━━━ Dataset rows

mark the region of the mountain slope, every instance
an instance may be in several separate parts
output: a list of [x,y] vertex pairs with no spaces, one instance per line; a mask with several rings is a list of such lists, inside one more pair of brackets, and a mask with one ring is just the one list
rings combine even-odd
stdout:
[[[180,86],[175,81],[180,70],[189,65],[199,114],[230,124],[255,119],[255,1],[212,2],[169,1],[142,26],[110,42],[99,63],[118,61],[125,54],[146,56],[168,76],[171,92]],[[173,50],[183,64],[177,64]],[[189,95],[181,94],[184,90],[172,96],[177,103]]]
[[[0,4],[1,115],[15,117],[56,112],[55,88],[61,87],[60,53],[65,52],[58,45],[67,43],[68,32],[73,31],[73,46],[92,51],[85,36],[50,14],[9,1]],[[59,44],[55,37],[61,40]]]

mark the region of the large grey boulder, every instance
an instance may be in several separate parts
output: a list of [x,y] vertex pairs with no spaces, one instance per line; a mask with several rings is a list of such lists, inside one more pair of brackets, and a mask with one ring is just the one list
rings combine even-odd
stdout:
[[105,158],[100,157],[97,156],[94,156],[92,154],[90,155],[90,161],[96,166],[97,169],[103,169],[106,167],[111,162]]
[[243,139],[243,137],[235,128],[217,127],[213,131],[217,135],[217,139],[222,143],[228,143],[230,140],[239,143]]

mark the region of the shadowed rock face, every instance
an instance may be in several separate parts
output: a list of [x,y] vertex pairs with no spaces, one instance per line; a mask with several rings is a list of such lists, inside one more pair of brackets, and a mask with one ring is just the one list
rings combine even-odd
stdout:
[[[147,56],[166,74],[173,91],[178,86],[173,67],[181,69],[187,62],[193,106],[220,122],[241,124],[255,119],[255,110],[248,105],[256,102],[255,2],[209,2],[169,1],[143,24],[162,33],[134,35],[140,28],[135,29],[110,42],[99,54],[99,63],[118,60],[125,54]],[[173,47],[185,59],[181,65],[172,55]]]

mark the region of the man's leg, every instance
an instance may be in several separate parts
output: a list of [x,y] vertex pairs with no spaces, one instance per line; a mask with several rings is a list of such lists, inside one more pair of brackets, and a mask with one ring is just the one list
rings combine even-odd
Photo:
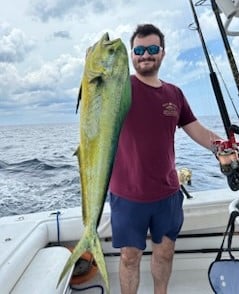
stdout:
[[120,287],[121,294],[136,294],[139,287],[140,260],[143,251],[134,247],[121,248]]
[[172,272],[175,242],[164,236],[159,244],[152,243],[151,272],[154,294],[166,294]]

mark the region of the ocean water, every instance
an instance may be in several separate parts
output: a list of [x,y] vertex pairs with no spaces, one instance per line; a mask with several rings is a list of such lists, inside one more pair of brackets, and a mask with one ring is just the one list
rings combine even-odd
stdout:
[[[225,137],[219,117],[200,121]],[[0,143],[0,217],[80,205],[78,124],[0,126]],[[214,155],[182,130],[175,150],[177,168],[192,170],[189,192],[227,186]]]

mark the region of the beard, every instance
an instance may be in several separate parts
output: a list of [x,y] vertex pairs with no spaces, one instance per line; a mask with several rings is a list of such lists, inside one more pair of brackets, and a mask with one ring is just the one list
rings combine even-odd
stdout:
[[159,67],[161,65],[161,60],[155,59],[153,57],[140,58],[138,60],[133,60],[133,65],[140,75],[142,76],[154,76],[158,73]]

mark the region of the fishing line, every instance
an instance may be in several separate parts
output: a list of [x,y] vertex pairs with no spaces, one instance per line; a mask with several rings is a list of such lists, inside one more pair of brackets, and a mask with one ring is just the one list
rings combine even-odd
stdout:
[[220,69],[219,69],[219,67],[218,67],[218,65],[217,65],[217,63],[216,63],[216,60],[215,60],[215,58],[213,57],[213,55],[210,54],[210,56],[211,56],[211,58],[212,58],[213,63],[214,63],[215,66],[216,66],[217,72],[218,72],[218,74],[219,74],[219,76],[220,76],[220,78],[221,78],[221,80],[222,80],[223,86],[225,87],[225,90],[226,90],[226,92],[227,92],[227,95],[228,95],[228,97],[229,97],[229,99],[230,99],[230,101],[231,101],[231,103],[232,103],[232,107],[233,107],[233,109],[234,109],[234,111],[235,111],[235,113],[236,113],[236,116],[237,116],[237,118],[239,119],[239,113],[238,113],[238,111],[237,111],[237,109],[236,109],[236,105],[235,105],[234,100],[233,100],[233,98],[232,98],[232,96],[231,96],[231,94],[230,94],[230,91],[229,91],[229,89],[228,89],[228,87],[227,87],[227,85],[226,85],[226,82],[225,82],[225,80],[224,80],[224,78],[223,78],[223,75],[222,75],[222,73],[221,73],[221,71],[220,71]]

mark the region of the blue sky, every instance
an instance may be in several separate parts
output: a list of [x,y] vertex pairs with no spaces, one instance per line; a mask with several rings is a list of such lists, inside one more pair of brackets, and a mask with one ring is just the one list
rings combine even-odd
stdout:
[[[199,36],[188,28],[193,22],[189,1],[0,1],[0,125],[78,121],[75,105],[87,48],[107,31],[111,38],[122,38],[129,50],[139,23],[153,23],[165,34],[159,77],[182,88],[196,115],[218,114]],[[209,6],[196,10],[210,53],[239,109],[215,17]],[[239,60],[239,37],[229,41]]]

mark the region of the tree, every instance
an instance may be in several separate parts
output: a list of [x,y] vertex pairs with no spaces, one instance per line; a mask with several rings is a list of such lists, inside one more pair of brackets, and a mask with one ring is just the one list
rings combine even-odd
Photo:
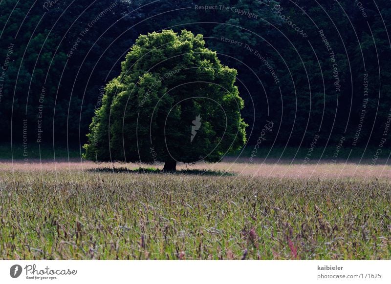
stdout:
[[205,47],[201,35],[172,30],[140,36],[106,86],[85,157],[99,161],[216,162],[245,143],[236,70]]

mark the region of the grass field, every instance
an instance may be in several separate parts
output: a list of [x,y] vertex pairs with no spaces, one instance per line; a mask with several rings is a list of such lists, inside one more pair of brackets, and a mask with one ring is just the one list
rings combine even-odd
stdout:
[[0,259],[391,258],[389,166],[232,162],[3,161]]

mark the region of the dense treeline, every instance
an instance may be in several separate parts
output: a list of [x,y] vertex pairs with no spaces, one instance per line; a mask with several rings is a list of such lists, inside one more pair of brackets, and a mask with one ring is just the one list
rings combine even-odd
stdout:
[[3,0],[1,140],[83,144],[139,35],[186,29],[238,70],[251,144],[377,146],[391,113],[391,3]]

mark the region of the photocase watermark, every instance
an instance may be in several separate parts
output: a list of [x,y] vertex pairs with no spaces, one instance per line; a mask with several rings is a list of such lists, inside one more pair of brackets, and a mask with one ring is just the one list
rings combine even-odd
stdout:
[[201,125],[202,124],[201,122],[200,115],[198,115],[196,117],[196,119],[192,122],[193,125],[192,125],[192,135],[190,136],[190,143],[193,142],[196,135],[197,135],[197,131],[199,129]]
[[77,274],[75,269],[51,269],[46,266],[43,269],[37,268],[35,264],[27,264],[23,268],[19,264],[15,264],[11,266],[9,269],[9,275],[12,278],[17,278],[22,275],[22,272],[25,272],[26,279],[35,280],[53,280],[58,279],[59,276],[72,276]]
[[153,160],[153,163],[155,165],[161,165],[162,163],[157,161],[157,153],[155,151],[154,147],[152,146],[151,147],[151,155],[152,156],[152,159]]
[[17,278],[21,276],[22,270],[22,266],[19,264],[15,264],[11,266],[9,269],[9,275],[13,278]]
[[114,2],[109,6],[108,8],[101,12],[97,16],[94,20],[87,24],[86,27],[80,34],[76,40],[73,42],[73,45],[72,46],[69,52],[66,54],[68,58],[70,58],[73,54],[77,50],[78,46],[79,44],[82,42],[83,38],[84,38],[89,31],[89,29],[92,28],[98,21],[100,20],[103,17],[105,16],[108,13],[111,11],[112,9],[117,5],[117,3]]
[[354,136],[353,137],[353,142],[352,142],[352,146],[356,146],[357,145],[358,138],[360,137],[360,133],[361,132],[361,129],[363,127],[363,124],[365,119],[365,116],[367,114],[367,108],[369,99],[368,99],[368,74],[365,73],[364,75],[364,99],[363,99],[362,106],[361,108],[361,112],[360,115],[360,121],[357,125],[357,128],[356,130],[356,133],[354,134]]
[[279,4],[275,5],[273,8],[272,8],[272,11],[274,12],[278,17],[288,24],[288,25],[290,25],[292,28],[295,30],[299,35],[301,35],[303,38],[307,37],[308,35],[304,32],[303,29],[297,26],[295,23],[294,23],[292,21],[292,20],[290,20],[290,16],[286,17],[284,15],[282,14],[281,12],[283,10],[283,8]]
[[345,140],[346,140],[346,137],[345,136],[341,136],[340,138],[338,143],[335,146],[335,149],[334,150],[334,154],[333,155],[333,159],[331,159],[331,162],[329,163],[327,169],[322,173],[322,178],[321,179],[322,181],[324,181],[327,178],[330,172],[332,170],[333,166],[337,163],[337,159],[338,159],[339,156],[339,152],[342,148],[342,146]]
[[384,123],[384,128],[383,131],[382,138],[380,139],[380,141],[379,142],[378,148],[376,150],[376,152],[373,154],[373,156],[372,158],[372,161],[371,161],[370,164],[369,165],[369,166],[370,167],[370,169],[369,171],[369,172],[371,172],[374,169],[374,166],[377,163],[377,160],[379,159],[379,157],[381,154],[382,152],[383,152],[383,149],[384,144],[386,143],[386,142],[387,141],[387,136],[388,136],[389,131],[391,130],[391,128],[390,128],[390,125],[391,125],[391,109],[389,111],[390,112],[389,113],[388,116],[387,116],[387,118],[386,120],[386,122]]
[[49,7],[51,8],[56,3],[59,1],[60,0],[46,0],[46,1],[43,2],[43,4],[42,6],[43,7],[43,9],[46,9],[47,11],[49,11]]
[[364,18],[368,18],[367,12],[365,11],[365,8],[364,7],[364,6],[363,6],[363,3],[358,0],[355,0],[354,2],[356,3],[356,5],[357,5],[359,10],[360,10],[360,12],[361,13],[362,16]]
[[248,10],[243,10],[236,8],[236,7],[232,6],[229,7],[228,6],[224,6],[224,5],[195,5],[194,9],[195,10],[208,11],[208,10],[220,10],[224,11],[230,11],[235,14],[237,14],[239,16],[244,16],[249,19],[258,19],[258,15],[255,13],[250,12]]
[[40,94],[40,98],[39,101],[40,105],[38,106],[38,113],[37,115],[38,127],[37,129],[37,143],[41,143],[42,142],[42,117],[43,111],[43,101],[44,101],[45,93],[46,93],[46,88],[42,86],[42,90]]
[[270,65],[270,63],[269,63],[269,61],[266,60],[265,57],[263,56],[258,50],[254,48],[247,43],[245,43],[236,40],[229,39],[225,37],[221,37],[220,41],[224,41],[225,42],[228,42],[230,44],[234,44],[235,45],[238,45],[238,46],[243,47],[247,51],[254,54],[257,58],[261,60],[262,63],[264,64],[265,67],[266,67],[266,68],[267,68],[267,70],[269,70],[270,75],[273,77],[273,79],[274,80],[274,82],[276,84],[280,83],[280,79],[279,79],[278,76],[277,76],[277,74],[276,73],[276,72],[274,71],[274,69],[273,68],[272,65]]
[[27,147],[27,120],[23,120],[23,158],[24,166],[26,166],[28,163],[28,148]]
[[305,155],[305,157],[304,158],[304,160],[303,160],[303,162],[302,162],[302,164],[300,165],[300,169],[297,172],[297,177],[298,178],[300,178],[301,176],[303,171],[304,169],[304,166],[307,164],[307,163],[308,163],[308,162],[311,160],[311,157],[312,156],[312,152],[314,151],[314,149],[315,149],[315,147],[316,145],[316,142],[318,142],[318,140],[319,139],[319,137],[320,136],[319,134],[315,134],[314,136],[314,138],[312,139],[312,142],[311,142],[311,144],[309,144],[309,148],[307,152],[307,154]]
[[105,86],[101,86],[99,89],[99,92],[98,94],[98,100],[96,101],[96,104],[95,105],[95,109],[99,109],[102,106],[102,100],[105,95]]
[[266,133],[271,131],[273,129],[273,127],[274,125],[274,123],[273,121],[269,122],[269,121],[266,121],[266,124],[263,126],[263,128],[261,132],[261,135],[258,137],[258,140],[257,141],[257,144],[253,149],[253,152],[251,153],[251,157],[250,157],[250,162],[254,162],[254,158],[257,156],[257,153],[258,152],[258,149],[263,141],[266,141],[265,136]]
[[5,80],[5,74],[8,69],[8,66],[11,64],[11,55],[14,53],[14,43],[10,44],[7,49],[7,53],[5,55],[5,60],[4,61],[2,66],[0,70],[0,102],[3,97],[3,88],[4,87],[4,82]]
[[334,85],[335,86],[335,92],[339,93],[341,92],[341,83],[339,79],[339,73],[338,72],[338,64],[337,64],[335,61],[335,55],[331,48],[331,46],[330,45],[330,43],[328,42],[328,40],[327,39],[325,33],[323,32],[323,30],[319,30],[318,33],[321,36],[322,42],[325,43],[326,49],[327,49],[327,51],[329,52],[328,56],[330,58],[330,61],[332,64],[331,71],[334,79]]

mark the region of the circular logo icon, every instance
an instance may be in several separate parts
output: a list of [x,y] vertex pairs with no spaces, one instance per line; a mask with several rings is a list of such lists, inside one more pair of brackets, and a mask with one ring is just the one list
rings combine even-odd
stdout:
[[22,266],[19,264],[15,264],[11,266],[9,269],[9,275],[13,278],[17,278],[22,274]]

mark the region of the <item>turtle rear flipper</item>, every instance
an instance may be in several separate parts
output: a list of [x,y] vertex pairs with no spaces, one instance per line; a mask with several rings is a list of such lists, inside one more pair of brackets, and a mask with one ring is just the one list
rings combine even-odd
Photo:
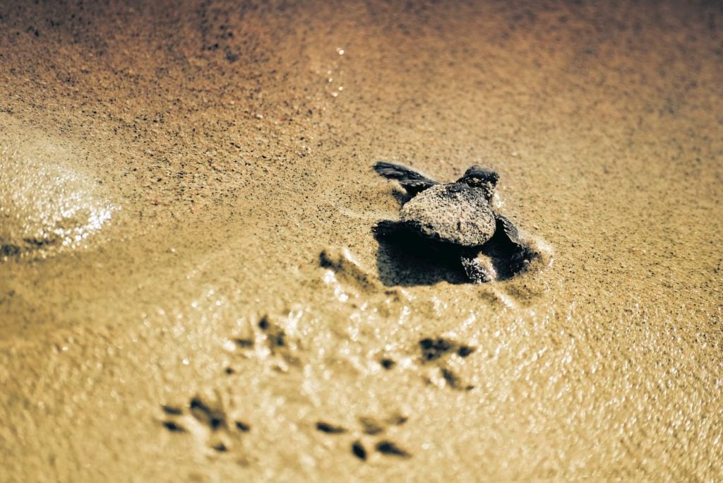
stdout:
[[525,245],[520,237],[520,232],[518,231],[517,227],[510,221],[509,218],[500,213],[495,213],[495,220],[497,223],[495,234],[497,236],[509,243],[511,245],[510,248],[522,249],[524,247]]
[[509,218],[495,213],[495,219],[497,227],[494,238],[497,249],[501,249],[505,254],[509,270],[514,275],[524,270],[539,254],[523,241],[517,227]]
[[497,279],[497,271],[489,257],[479,254],[463,255],[460,258],[464,273],[473,283],[486,283]]
[[402,187],[412,196],[435,184],[439,184],[423,174],[393,163],[379,161],[374,165],[374,170],[385,178],[398,181]]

━━━━━━

*Written instruction*. Rewrite the entries from the line containing "mark the region of the circular" through the end of the entries, replacing "separate" with "distinct" and leaving everything else unchanged. Omit the pictures from the result.

*The completed task*.
mark the region of the circular logo icon, every instance
an instance may be in several distinct parts
output: a list of [x,y] vertex pairs with no spaces, one instance per line; a mask with several rings is a list of such lists, inside one more pair of brackets, and a mask with one ring is just the one list
rings combine even-odd
stdout:
[[22,266],[19,264],[15,264],[11,266],[9,269],[9,275],[13,278],[17,278],[22,274]]

mark the region of the <item>turtle rear flipper</item>, every instance
an instance may be in several distinct parts
output: a list of [x,y] vertex pairs with no spaces, one instance per line; a mask with several rings is a list of such lists, inside one more pair of brackets, and a mask with one ring is just the one list
rings combine even-odd
Photo:
stdout:
[[525,245],[520,237],[520,232],[518,231],[517,227],[510,221],[509,218],[500,213],[495,213],[495,220],[497,223],[495,234],[497,236],[509,243],[511,245],[510,248],[522,249],[524,247]]
[[509,218],[495,213],[495,219],[497,227],[494,238],[497,249],[501,249],[505,254],[509,270],[514,275],[524,270],[539,254],[523,241],[517,227]]
[[497,279],[497,271],[489,257],[479,254],[463,255],[460,258],[464,273],[473,283],[486,283]]
[[402,187],[412,196],[435,184],[439,184],[423,174],[393,163],[379,161],[374,165],[374,170],[385,178],[398,181]]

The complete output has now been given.